▸ DATASET EXTRACT

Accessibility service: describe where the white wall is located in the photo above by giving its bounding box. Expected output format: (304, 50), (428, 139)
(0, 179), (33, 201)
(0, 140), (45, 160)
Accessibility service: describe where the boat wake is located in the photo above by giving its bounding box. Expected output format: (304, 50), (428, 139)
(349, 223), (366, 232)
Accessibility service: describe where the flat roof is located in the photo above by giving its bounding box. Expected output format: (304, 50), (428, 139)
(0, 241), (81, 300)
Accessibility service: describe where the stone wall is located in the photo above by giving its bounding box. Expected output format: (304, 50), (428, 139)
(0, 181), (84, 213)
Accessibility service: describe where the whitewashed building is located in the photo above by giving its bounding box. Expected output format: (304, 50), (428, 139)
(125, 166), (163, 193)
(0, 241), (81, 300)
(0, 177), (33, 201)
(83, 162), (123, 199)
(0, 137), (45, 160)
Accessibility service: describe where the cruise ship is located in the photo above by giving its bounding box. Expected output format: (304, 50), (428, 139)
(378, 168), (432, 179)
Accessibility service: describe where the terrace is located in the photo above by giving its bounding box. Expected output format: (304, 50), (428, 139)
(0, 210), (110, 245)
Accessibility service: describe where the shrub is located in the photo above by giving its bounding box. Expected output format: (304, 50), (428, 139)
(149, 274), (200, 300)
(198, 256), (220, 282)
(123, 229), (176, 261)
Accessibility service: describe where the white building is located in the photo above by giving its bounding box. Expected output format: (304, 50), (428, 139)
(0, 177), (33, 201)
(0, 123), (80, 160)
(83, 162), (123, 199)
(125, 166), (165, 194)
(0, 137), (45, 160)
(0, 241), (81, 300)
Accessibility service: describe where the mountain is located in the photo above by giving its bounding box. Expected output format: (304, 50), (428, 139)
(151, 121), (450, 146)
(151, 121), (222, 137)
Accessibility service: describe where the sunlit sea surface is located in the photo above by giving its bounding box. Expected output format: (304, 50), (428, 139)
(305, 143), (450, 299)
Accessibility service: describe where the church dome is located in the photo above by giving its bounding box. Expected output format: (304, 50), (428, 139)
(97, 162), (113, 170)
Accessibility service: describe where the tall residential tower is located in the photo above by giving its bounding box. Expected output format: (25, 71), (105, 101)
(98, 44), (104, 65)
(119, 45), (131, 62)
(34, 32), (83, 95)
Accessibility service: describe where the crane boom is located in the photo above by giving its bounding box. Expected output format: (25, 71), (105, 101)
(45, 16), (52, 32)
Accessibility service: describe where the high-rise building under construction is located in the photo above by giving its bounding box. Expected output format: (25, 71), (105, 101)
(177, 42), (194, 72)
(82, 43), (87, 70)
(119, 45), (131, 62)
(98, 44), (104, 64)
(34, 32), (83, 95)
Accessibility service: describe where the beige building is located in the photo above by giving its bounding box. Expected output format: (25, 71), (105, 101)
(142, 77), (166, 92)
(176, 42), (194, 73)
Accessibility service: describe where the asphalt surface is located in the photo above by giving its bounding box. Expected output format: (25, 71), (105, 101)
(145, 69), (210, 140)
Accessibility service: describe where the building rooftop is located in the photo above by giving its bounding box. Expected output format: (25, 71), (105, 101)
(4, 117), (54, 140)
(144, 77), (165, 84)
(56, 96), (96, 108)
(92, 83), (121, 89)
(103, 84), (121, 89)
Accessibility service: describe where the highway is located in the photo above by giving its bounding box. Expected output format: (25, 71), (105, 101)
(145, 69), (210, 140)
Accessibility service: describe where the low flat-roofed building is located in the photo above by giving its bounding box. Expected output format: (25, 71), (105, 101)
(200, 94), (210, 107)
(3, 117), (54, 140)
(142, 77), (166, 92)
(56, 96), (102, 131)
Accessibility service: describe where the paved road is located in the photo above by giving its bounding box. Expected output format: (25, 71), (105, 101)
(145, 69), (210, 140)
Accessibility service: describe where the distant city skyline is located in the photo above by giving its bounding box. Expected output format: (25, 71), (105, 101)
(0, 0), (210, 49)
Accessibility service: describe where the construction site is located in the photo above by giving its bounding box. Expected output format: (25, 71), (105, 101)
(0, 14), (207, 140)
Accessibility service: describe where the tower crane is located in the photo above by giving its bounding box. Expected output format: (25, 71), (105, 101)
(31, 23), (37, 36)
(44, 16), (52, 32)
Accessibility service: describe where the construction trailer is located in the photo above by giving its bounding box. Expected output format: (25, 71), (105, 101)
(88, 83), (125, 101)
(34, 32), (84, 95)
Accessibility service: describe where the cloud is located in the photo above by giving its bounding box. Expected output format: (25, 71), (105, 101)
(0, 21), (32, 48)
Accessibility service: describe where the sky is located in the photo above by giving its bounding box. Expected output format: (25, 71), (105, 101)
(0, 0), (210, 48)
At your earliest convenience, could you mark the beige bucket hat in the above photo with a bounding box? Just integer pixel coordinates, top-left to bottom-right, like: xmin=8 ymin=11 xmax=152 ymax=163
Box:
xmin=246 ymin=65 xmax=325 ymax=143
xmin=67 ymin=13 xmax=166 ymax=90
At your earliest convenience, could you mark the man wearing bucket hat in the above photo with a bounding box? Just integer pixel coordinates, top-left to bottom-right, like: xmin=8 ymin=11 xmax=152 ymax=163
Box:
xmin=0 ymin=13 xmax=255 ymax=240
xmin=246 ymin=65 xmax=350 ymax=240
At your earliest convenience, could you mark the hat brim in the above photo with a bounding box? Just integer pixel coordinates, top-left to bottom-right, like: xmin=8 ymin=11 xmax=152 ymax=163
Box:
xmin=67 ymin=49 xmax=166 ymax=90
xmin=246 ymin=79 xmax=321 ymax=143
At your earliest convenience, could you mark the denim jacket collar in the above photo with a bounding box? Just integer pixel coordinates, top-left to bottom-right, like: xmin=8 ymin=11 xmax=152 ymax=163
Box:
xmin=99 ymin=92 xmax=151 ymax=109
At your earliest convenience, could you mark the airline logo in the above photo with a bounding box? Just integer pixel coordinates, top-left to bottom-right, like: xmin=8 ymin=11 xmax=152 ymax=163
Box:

▸ TO DO
Please turn all the items above into a Markdown table with the columns Row and Line, giving each line its row number and leaving out blank lines.

▸ EXERCISE RESULT
| Row | Line |
|---|---|
| 1 | Accessibility service: describe where the white wall is located in the photo above by giving its bounding box. Expected output format: (304, 50), (428, 139) |
| 2 | (0, 179), (33, 201) |
| 3 | (0, 140), (45, 160) |
| 4 | Accessibility service: describe where the boat wake is located in the photo above by giving its bounding box. Expected output format: (304, 50), (428, 139) |
| 5 | (349, 223), (366, 232) |
| 6 | Accessibility service: describe where the flat roof is located in the photo above by giving its bounding box. Expected output format: (304, 50), (428, 139) |
| 7 | (0, 241), (81, 300) |
| 8 | Accessibility service: describe where the stone wall is located in the photo above by giving its bounding box. Expected output format: (304, 50), (428, 139) |
| 9 | (0, 181), (84, 213) |
| 10 | Accessibility service: describe where the whitewashed building is located in the photo above by giving its bounding box. Expected output format: (304, 50), (428, 139) |
| 11 | (125, 166), (163, 193) |
| 12 | (0, 241), (81, 300) |
| 13 | (0, 177), (33, 201) |
| 14 | (83, 162), (123, 199) |
| 15 | (0, 137), (45, 160) |
| 16 | Accessibility service: describe where the cruise ship is located in the photo above by giving its bounding box. Expected output format: (304, 50), (428, 139) |
| 17 | (378, 168), (432, 179) |
| 18 | Accessibility service: describe where the terrace is located in the photo above by giving its bounding box. Expected output format: (304, 50), (428, 139) |
| 19 | (0, 210), (110, 245) |
| 20 | Accessibility service: describe where the shrub is located in the photo above by giving its bounding box. Expected output format: (304, 50), (428, 139) |
| 21 | (149, 274), (200, 300) |
| 22 | (198, 256), (220, 282) |
| 23 | (123, 229), (176, 261) |
| 24 | Accessibility service: describe where the white building is located in the photo above by giving its bounding box. Expected output format: (304, 50), (428, 139) |
| 25 | (0, 177), (33, 201) |
| 26 | (0, 123), (80, 160) |
| 27 | (83, 162), (123, 199) |
| 28 | (125, 166), (165, 194) |
| 29 | (0, 137), (45, 160) |
| 30 | (0, 241), (81, 300) |
| 31 | Accessibility service: describe where the mountain is located in the photo above by giving its bounding box. Expected output format: (304, 50), (428, 139) |
| 32 | (151, 121), (450, 146) |
| 33 | (151, 121), (222, 137) |
| 34 | Accessibility service: describe where the sunlit sea surface is located in the photo above by giving its bounding box. Expected output format: (304, 50), (428, 139) |
| 35 | (305, 143), (450, 299) |
| 36 | Accessibility service: describe where the church dome is located in the photo above by giving its bounding box. Expected output format: (304, 50), (428, 139) |
| 37 | (97, 162), (113, 170) |
| 38 | Accessibility service: describe where the tall residential tower is located in the photo above by giving its bounding box. Expected output format: (25, 71), (105, 101) |
| 39 | (98, 44), (104, 65) |
| 40 | (119, 45), (131, 62) |
| 41 | (34, 32), (83, 95) |
| 42 | Accessibility service: describe where the crane boom is located in the photo above by giving its bounding box. Expected output format: (25, 71), (105, 101) |
| 43 | (45, 16), (52, 32) |
| 44 | Accessibility service: describe where the high-rise building under construction is located in the photo above by giving its bounding box. Expected output format: (25, 71), (105, 101) |
| 45 | (177, 42), (194, 72) |
| 46 | (82, 43), (87, 70) |
| 47 | (119, 45), (131, 62) |
| 48 | (98, 44), (104, 64) |
| 49 | (34, 32), (83, 95) |
| 50 | Accessibility service: describe where the beige building is located in the photo above by giving its bounding box. Expected output format: (25, 71), (105, 101) |
| 51 | (142, 77), (166, 92) |
| 52 | (176, 42), (194, 73) |
| 53 | Accessibility service: describe where the asphalt surface is located in the photo above by giving its bounding box. Expected output format: (25, 71), (105, 101) |
| 54 | (145, 69), (210, 140) |
| 55 | Accessibility service: describe where the building rooftop is located in the photo above by giving its bounding box. Expected output format: (25, 71), (105, 101) |
| 56 | (4, 117), (54, 140) |
| 57 | (144, 77), (165, 84) |
| 58 | (56, 96), (96, 108) |
| 59 | (92, 83), (121, 89) |
| 60 | (103, 84), (121, 89) |
| 61 | Accessibility service: describe where the highway is located in the photo above by giving its bounding box. Expected output format: (25, 71), (105, 101) |
| 62 | (145, 69), (210, 140) |
| 63 | Accessibility service: describe where the low flat-roofed building is located in the photo above by giving its bounding box. Expected output format: (25, 71), (105, 101) |
| 64 | (200, 94), (210, 107) |
| 65 | (3, 117), (54, 140) |
| 66 | (142, 77), (166, 92) |
| 67 | (56, 96), (102, 131) |
| 68 | Accessibility service: describe where the paved road is located in the photo above by giving its bounding box. Expected output format: (25, 71), (105, 101) |
| 69 | (145, 69), (210, 140) |
| 70 | Accessibility service: describe where the distant city skyline is located in the photo above by giving its bounding box. Expected output format: (25, 71), (105, 101) |
| 71 | (0, 0), (210, 49) |
| 72 | Accessibility service: describe where the construction site is located in the photo above by giving its bounding box. Expected output format: (25, 71), (105, 101) |
| 73 | (0, 14), (207, 140) |
| 74 | Accessibility service: describe where the tower crane is located in the photo above by giving its bounding box. Expected output format: (25, 71), (105, 101) |
| 75 | (31, 23), (37, 36) |
| 76 | (44, 16), (52, 32) |
| 77 | Accessibility service: describe where the construction trailer is located in the photo above by giving its bounding box. Expected output format: (25, 71), (105, 101) |
| 78 | (88, 83), (125, 101) |
| 79 | (34, 32), (84, 95) |
| 80 | Accessibility service: describe where the cloud is located in the photo above by giving its bounding box. Expected output format: (25, 71), (105, 101) |
| 81 | (0, 21), (32, 48) |
| 82 | Accessibility service: describe where the sky is located in the photo above by giving its bounding box. Expected output format: (25, 71), (105, 101) |
| 83 | (0, 0), (210, 48) |
| 84 | At your earliest convenience, could you mark the beige bucket hat in the above photo with a bounding box? Just integer pixel coordinates, top-left to bottom-right, like: xmin=8 ymin=11 xmax=152 ymax=163 |
| 85 | Box: |
| 86 | xmin=246 ymin=65 xmax=325 ymax=143 |
| 87 | xmin=67 ymin=13 xmax=166 ymax=90 |
| 88 | At your earliest convenience, could you mark the man wearing bucket hat in the above photo with a bounding box? Just integer pixel coordinates, top-left to bottom-right, like: xmin=8 ymin=11 xmax=152 ymax=163 |
| 89 | Box: |
| 90 | xmin=0 ymin=13 xmax=255 ymax=240 |
| 91 | xmin=246 ymin=65 xmax=350 ymax=240 |
| 92 | At your earliest convenience, could you mark the hat brim in the above photo with a bounding box? Just integer pixel coordinates, top-left to bottom-right, like: xmin=8 ymin=11 xmax=152 ymax=163 |
| 93 | Box: |
| 94 | xmin=67 ymin=49 xmax=166 ymax=90 |
| 95 | xmin=246 ymin=79 xmax=321 ymax=143 |
| 96 | At your earliest convenience, could you mark the denim jacket collar in the above photo with a bounding box? Just integer pixel coordinates, top-left to bottom-right, like: xmin=8 ymin=11 xmax=152 ymax=163 |
| 97 | Box: |
| 98 | xmin=99 ymin=92 xmax=151 ymax=109 |
| 99 | At your earliest convenience, could you mark the airline logo in the above photo with a bounding box? Just integer pixel coordinates, top-left to bottom-right, like: xmin=8 ymin=11 xmax=152 ymax=163 |
| 100 | Box: |